- _PROBLEM_:
Leave out the images and transcribe the entries below word for word.

(Saved entries)

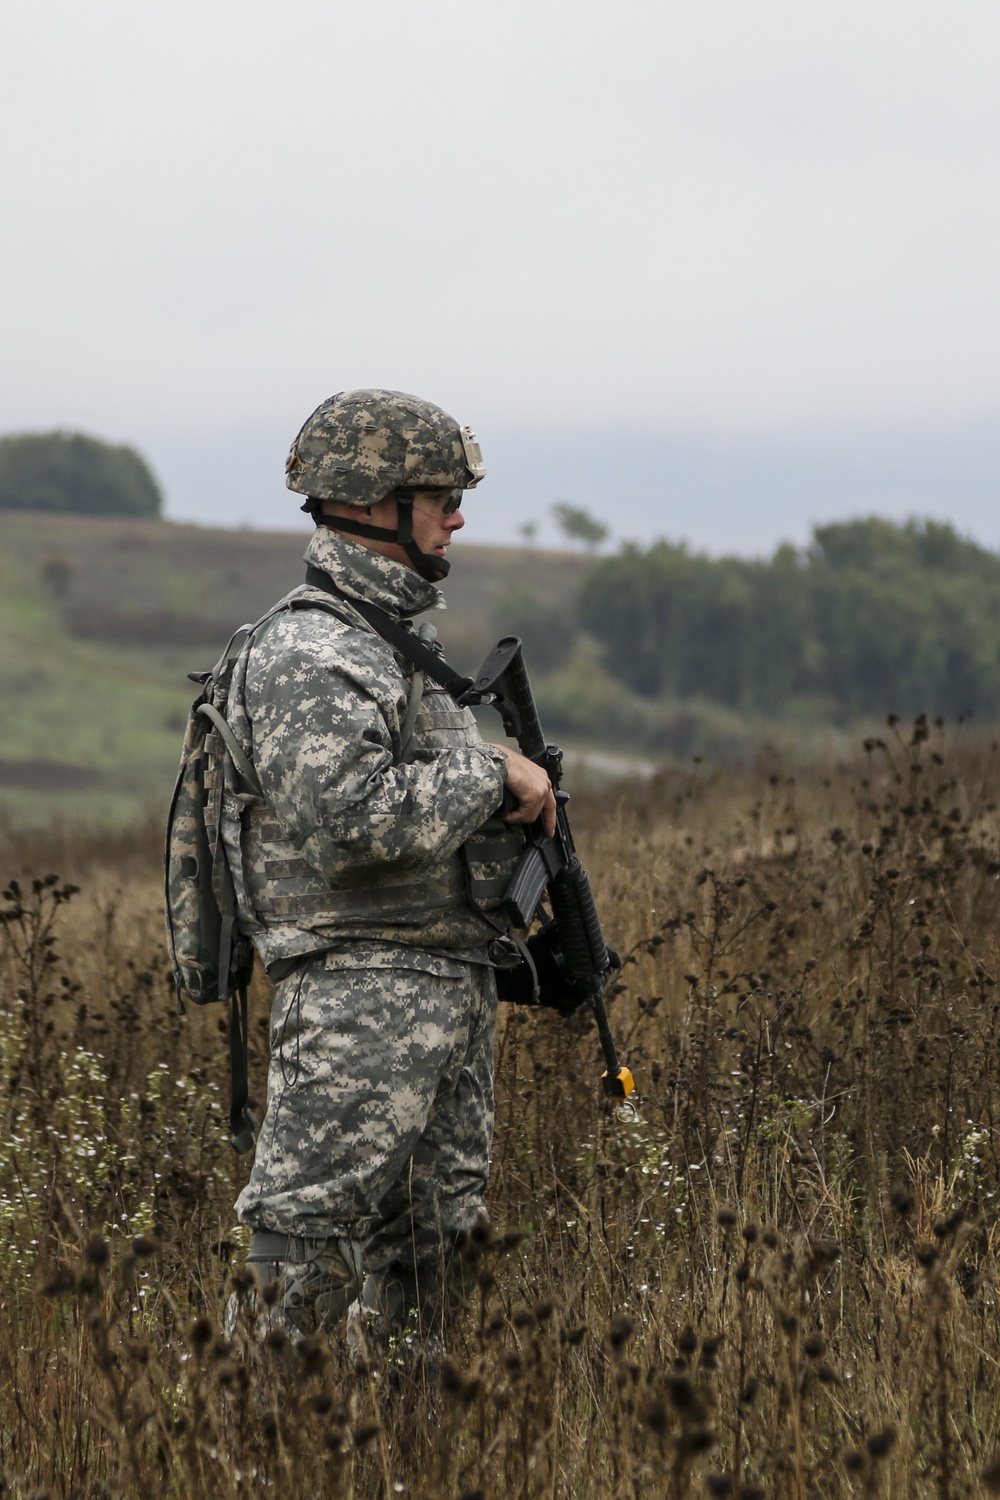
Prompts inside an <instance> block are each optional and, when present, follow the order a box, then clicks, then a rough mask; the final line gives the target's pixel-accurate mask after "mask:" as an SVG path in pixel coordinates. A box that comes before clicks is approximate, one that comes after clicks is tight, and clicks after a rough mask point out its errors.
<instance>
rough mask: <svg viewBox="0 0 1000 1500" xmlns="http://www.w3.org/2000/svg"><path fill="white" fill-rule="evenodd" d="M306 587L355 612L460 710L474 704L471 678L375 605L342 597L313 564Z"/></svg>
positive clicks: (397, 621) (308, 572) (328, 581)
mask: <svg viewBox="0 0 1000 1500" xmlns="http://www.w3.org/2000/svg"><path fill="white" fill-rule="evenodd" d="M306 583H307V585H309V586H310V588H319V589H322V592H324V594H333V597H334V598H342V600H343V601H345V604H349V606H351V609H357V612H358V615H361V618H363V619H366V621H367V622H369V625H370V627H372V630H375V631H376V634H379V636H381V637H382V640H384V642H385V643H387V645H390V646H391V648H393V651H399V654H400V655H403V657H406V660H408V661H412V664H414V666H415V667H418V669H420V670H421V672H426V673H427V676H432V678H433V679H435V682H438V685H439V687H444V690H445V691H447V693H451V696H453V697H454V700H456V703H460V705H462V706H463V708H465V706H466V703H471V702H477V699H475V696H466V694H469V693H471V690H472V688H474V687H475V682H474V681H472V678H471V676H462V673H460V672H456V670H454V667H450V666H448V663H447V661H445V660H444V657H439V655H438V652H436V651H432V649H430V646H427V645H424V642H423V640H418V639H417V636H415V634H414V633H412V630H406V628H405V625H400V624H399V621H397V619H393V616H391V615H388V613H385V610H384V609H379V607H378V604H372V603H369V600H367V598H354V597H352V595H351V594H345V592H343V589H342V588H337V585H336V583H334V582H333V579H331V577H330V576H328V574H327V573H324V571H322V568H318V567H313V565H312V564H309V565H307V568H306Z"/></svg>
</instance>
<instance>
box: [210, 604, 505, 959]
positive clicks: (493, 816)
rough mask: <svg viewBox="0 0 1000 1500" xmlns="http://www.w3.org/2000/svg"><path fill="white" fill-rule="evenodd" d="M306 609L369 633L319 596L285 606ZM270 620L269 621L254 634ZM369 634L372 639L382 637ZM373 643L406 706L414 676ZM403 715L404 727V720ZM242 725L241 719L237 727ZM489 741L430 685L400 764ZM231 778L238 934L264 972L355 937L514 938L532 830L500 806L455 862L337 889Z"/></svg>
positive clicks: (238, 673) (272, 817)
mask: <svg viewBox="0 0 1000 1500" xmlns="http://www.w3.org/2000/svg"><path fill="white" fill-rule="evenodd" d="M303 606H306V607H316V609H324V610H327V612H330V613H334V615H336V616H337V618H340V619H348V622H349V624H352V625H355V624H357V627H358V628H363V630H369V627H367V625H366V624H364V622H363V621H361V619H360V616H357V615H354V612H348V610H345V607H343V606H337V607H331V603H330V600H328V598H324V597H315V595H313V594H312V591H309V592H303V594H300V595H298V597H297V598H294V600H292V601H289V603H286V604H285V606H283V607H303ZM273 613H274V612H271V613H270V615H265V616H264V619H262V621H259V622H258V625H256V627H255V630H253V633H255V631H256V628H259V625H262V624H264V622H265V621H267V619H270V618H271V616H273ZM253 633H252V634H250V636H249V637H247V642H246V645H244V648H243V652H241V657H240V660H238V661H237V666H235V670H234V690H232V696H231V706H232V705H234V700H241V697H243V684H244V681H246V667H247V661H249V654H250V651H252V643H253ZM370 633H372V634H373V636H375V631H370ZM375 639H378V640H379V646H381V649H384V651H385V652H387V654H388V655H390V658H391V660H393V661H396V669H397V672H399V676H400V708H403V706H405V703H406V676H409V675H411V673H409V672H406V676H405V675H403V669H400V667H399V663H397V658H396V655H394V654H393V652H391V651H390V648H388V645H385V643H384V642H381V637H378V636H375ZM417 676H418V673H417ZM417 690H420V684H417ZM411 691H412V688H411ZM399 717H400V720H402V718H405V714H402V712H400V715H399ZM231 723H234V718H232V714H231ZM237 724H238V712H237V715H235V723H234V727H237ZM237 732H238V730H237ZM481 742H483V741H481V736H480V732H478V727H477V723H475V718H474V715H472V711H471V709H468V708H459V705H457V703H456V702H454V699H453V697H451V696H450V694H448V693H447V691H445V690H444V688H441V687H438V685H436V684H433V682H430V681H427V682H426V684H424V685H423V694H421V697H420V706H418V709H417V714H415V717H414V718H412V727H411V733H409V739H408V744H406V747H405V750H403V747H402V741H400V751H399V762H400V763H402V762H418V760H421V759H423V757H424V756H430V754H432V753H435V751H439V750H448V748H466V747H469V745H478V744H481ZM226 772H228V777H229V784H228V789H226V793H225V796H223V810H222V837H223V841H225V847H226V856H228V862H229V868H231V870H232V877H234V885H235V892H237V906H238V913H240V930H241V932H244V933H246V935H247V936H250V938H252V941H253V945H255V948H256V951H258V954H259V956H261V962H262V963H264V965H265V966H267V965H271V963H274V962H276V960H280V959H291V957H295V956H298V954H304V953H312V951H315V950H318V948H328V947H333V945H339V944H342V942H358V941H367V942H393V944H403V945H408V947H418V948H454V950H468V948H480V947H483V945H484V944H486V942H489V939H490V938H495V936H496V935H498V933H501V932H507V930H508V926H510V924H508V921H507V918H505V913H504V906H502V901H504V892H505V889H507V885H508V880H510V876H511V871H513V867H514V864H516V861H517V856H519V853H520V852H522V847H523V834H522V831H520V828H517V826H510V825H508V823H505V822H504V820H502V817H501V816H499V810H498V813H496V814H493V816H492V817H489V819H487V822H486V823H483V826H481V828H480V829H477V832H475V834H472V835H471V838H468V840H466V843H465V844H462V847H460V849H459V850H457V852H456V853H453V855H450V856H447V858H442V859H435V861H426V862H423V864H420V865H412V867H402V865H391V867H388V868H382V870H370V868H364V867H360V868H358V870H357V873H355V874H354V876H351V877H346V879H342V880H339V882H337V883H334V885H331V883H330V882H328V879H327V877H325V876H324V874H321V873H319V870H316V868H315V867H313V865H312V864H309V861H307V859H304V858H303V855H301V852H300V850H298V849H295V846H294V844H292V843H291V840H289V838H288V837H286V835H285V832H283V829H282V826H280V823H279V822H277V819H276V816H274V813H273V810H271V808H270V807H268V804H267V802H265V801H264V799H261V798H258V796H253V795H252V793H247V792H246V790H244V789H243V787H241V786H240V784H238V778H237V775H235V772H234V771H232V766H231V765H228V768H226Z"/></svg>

- _PROBLEM SOLUTION_:
Prompts inside an <instance> block are each optional and, when present, follow the order a box, then clicks, then a rough mask; the final line gives the target's pixel-accurate mask after "mask:" as an SVG path in pixel coordinates. A box that comes before clicks is approximate, one that comes after clicks is tight, and clicks after a rough mask point out its errors.
<instance>
rough mask: <svg viewBox="0 0 1000 1500" xmlns="http://www.w3.org/2000/svg"><path fill="white" fill-rule="evenodd" d="M306 587L355 612L460 710L474 704L471 678L375 605L342 597L313 564Z"/></svg>
positive clicks: (397, 621) (308, 572) (328, 581)
mask: <svg viewBox="0 0 1000 1500" xmlns="http://www.w3.org/2000/svg"><path fill="white" fill-rule="evenodd" d="M306 583H307V585H309V586H310V588H319V589H322V592H324V594H333V597H334V598H342V600H343V601H345V604H349V606H351V609H357V612H358V615H361V618H363V619H366V621H367V622H369V625H370V627H372V630H375V631H376V634H379V636H381V637H382V640H384V642H385V643H387V645H390V646H391V648H393V651H399V654H400V655H403V657H406V660H408V661H412V664H414V666H415V667H418V669H420V670H421V672H426V673H427V676H432V678H433V679H435V682H438V685H439V687H444V690H445V691H447V693H451V696H453V697H454V700H456V703H460V705H462V706H463V708H465V706H466V703H471V702H477V699H475V696H466V694H469V693H471V690H472V688H474V687H475V682H474V681H472V678H471V676H462V673H460V672H456V670H454V667H450V666H448V663H447V661H445V660H444V657H439V655H438V652H436V651H432V649H430V646H427V645H424V642H423V640H418V639H417V636H415V634H414V633H412V630H406V628H405V625H400V624H399V621H397V619H393V616H391V615H388V613H385V610H384V609H379V607H378V604H372V603H369V600H367V598H354V597H352V595H351V594H345V592H343V589H342V588H337V585H336V583H334V582H333V579H331V577H330V576H328V574H327V573H324V571H322V568H318V567H313V565H312V564H309V565H307V568H306Z"/></svg>
</instance>
<instance>
box: [210, 604, 505, 959]
positive clicks: (493, 816)
rough mask: <svg viewBox="0 0 1000 1500" xmlns="http://www.w3.org/2000/svg"><path fill="white" fill-rule="evenodd" d="M306 609L369 633L319 596L285 606ZM270 620L269 621L254 634ZM369 634L372 639L382 637ZM373 643L406 706L414 676ZM403 715L404 727V720ZM242 725L241 719L237 727ZM489 741L430 685L400 764ZM231 778L238 934L264 972L355 937L514 938L532 830L500 806L455 862L337 889Z"/></svg>
positive clicks: (238, 673) (272, 817)
mask: <svg viewBox="0 0 1000 1500" xmlns="http://www.w3.org/2000/svg"><path fill="white" fill-rule="evenodd" d="M303 606H306V607H316V609H324V610H327V612H330V613H334V615H336V616H337V618H340V619H348V622H349V624H352V625H355V624H357V627H358V628H363V630H369V627H367V625H366V624H364V622H363V621H361V619H360V616H357V615H354V612H348V610H345V607H343V606H337V607H331V603H330V600H328V598H324V597H315V595H313V594H312V591H309V592H303V594H300V595H298V597H297V598H294V600H292V601H289V603H286V604H285V606H283V607H303ZM273 613H274V612H271V613H270V615H265V616H264V619H262V621H259V622H258V625H256V627H255V630H253V633H255V631H256V628H259V625H262V624H264V622H265V621H267V619H270V618H271V616H273ZM253 633H252V634H250V636H249V637H247V642H246V645H244V648H243V652H241V657H240V660H238V661H237V666H235V670H234V690H232V696H231V706H232V705H234V700H241V697H243V684H244V681H246V667H247V661H249V654H250V651H252V643H253ZM370 633H372V634H373V636H375V631H370ZM375 639H378V640H379V646H381V649H384V651H385V652H387V654H388V655H390V658H391V660H393V661H396V669H397V672H399V676H400V708H403V706H405V703H406V676H409V675H411V673H409V672H406V676H405V675H403V669H400V667H399V663H397V658H396V655H394V654H393V652H391V651H390V648H388V645H385V643H384V642H381V637H378V636H375ZM417 676H418V673H417ZM417 690H420V684H417ZM411 691H412V688H411ZM399 717H400V720H402V718H405V714H402V712H400V715H399ZM231 723H234V718H232V714H231ZM237 724H238V712H237V715H235V723H234V727H237ZM237 732H238V730H237ZM481 742H483V741H481V736H480V732H478V727H477V723H475V718H474V715H472V711H471V709H468V708H459V705H457V703H456V702H454V699H453V697H451V696H450V694H448V693H447V691H445V690H444V688H441V687H438V685H436V684H433V682H430V681H427V682H426V684H424V685H423V694H421V697H420V706H418V709H417V714H415V717H414V718H412V727H411V733H409V739H408V744H406V747H405V750H403V747H402V741H400V751H399V762H400V763H402V762H418V760H421V759H423V757H424V756H430V754H432V753H435V751H439V750H448V748H466V747H469V745H478V744H481ZM226 772H228V777H229V784H228V789H226V793H225V796H223V810H222V837H223V841H225V847H226V856H228V862H229V868H231V870H232V877H234V885H235V892H237V906H238V913H240V930H241V932H244V933H246V935H247V936H250V938H252V941H253V945H255V948H256V951H258V954H259V956H261V962H262V963H264V965H265V966H267V965H271V963H274V962H276V960H280V959H291V957H295V956H298V954H304V953H312V951H315V950H318V948H328V947H333V945H339V944H342V942H358V941H367V942H393V944H403V945H408V947H418V948H454V950H468V948H480V947H483V945H484V944H486V942H489V939H490V938H495V936H496V935H498V933H501V932H507V930H508V926H510V924H508V921H507V918H505V913H504V906H502V901H504V892H505V889H507V885H508V880H510V876H511V871H513V867H514V864H516V861H517V856H519V853H520V852H522V847H523V834H522V831H520V828H517V826H510V825H508V823H505V822H504V820H502V817H501V816H499V810H498V813H496V814H493V816H492V817H489V819H487V822H486V823H483V826H481V828H480V829H477V832H475V834H472V835H471V838H468V840H466V843H465V844H462V847H460V849H459V850H457V852H456V853H453V855H450V856H447V858H442V859H435V861H426V862H423V864H420V865H412V867H402V865H391V867H388V868H382V870H370V868H364V867H360V868H358V870H357V873H355V874H354V876H351V877H346V879H342V880H339V882H337V883H334V885H331V883H330V882H328V879H327V877H325V876H324V874H321V873H319V870H316V868H315V867H313V865H312V864H309V861H307V859H304V858H303V855H301V852H300V850H298V849H295V846H294V844H292V843H291V840H289V838H288V837H286V835H285V832H283V829H282V826H280V823H279V822H277V819H276V816H274V813H273V810H271V808H270V807H268V804H267V802H265V801H264V799H261V798H258V796H253V795H252V793H247V792H246V790H244V789H243V787H241V786H240V784H238V778H237V775H235V772H234V771H232V766H231V765H228V768H226Z"/></svg>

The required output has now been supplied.